TESTO DI PARTENZA:
**********

PERUGIA - Un paese d'origine attanagliato da una povertà feroce (dalla 
Sierra Leone alla Guinea), un paese di transito e un paese ricevente. E' 
questo il triangolo dello sfruttamento di migliaia di bambini, di età 
compresa tra 5 e 14 anni, nelle piantagioni di cacao in Africa centrale e 
occidentale. Il quadro della situazione della schiavitù infantile, complessa 
e sfuggente perché spesso 'invisibile' ai controlli, è stato fornito ieri a 
Perugia da Anita Sceth, responsabile di "Save the children" in Canada, in 
occasione della presentazione della campagna "Cioccolato positivo" che 
l'organizzazione sta conducendo con Transfair Italia (vedi lancio di...).

**********

CONSEGNA 1:
Presenta tutte le righe dei record che seguono come tabella Markdown con le colonne «Numero» e «Riga», tralasciando le righe vuote.

**********

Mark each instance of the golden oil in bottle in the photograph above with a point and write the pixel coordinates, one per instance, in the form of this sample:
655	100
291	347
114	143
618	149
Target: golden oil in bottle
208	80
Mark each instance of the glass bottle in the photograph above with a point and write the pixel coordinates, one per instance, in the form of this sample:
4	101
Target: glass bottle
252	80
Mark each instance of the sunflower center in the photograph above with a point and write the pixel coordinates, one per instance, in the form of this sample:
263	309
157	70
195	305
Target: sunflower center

**********

CONSEGNA 2:
Ripeti per intero, senza alcuna modifica, il testo sullo sfruttamento dei bambini nelle piantagioni di cacao.

RISPOSTA COMPLETA 1:
| Numero | Riga |
|---|---|
| 1 | Mark each instance of the golden oil in bottle in the photograph above with a point and write the pixel coordinates, one per instance, in the form of this sample: |
| 2 | 655	100 |
| 3 | 291	347 |
| 4 | 114	143 |
| 5 | 618	149 |
| 6 | Target: golden oil in bottle |
| 7 | 208	80 |
| 8 | Mark each instance of the glass bottle in the photograph above with a point and write the pixel coordinates, one per instance, in the form of this sample: |
| 9 | 4	101 |
| 10 | Target: glass bottle |
| 11 | 252	80 |
| 12 | Mark each instance of the sunflower center in the photograph above with a point and write the pixel coordinates, one per instance, in the form of this sample: |
| 13 | 263	309 |
| 14 | 157	70 |
| 15 | 195	305 |
| 16 | Target: sunflower center |

RISPOSTA COMPLETA 2:
PERUGIA - Un paese d'origine attanagliato da una povertà feroce (dalla 
Sierra Leone alla Guinea), un paese di transito e un paese ricevente. E' 
questo il triangolo dello sfruttamento di migliaia di bambini, di età 
compresa tra 5 e 14 anni, nelle piantagioni di cacao in Africa centrale e 
occidentale. Il quadro della situazione della schiavitù infantile, complessa 
e sfuggente perché spesso 'invisibile' ai controlli, è stato fornito ieri a 
Perugia da Anita Sceth, responsabile di "Save the children" in Canada, in 
occasione della presentazione della campagna "Cioccolato positivo" che 
l'organizzazione sta conducendo con Transfair Italia (vedi lancio di...).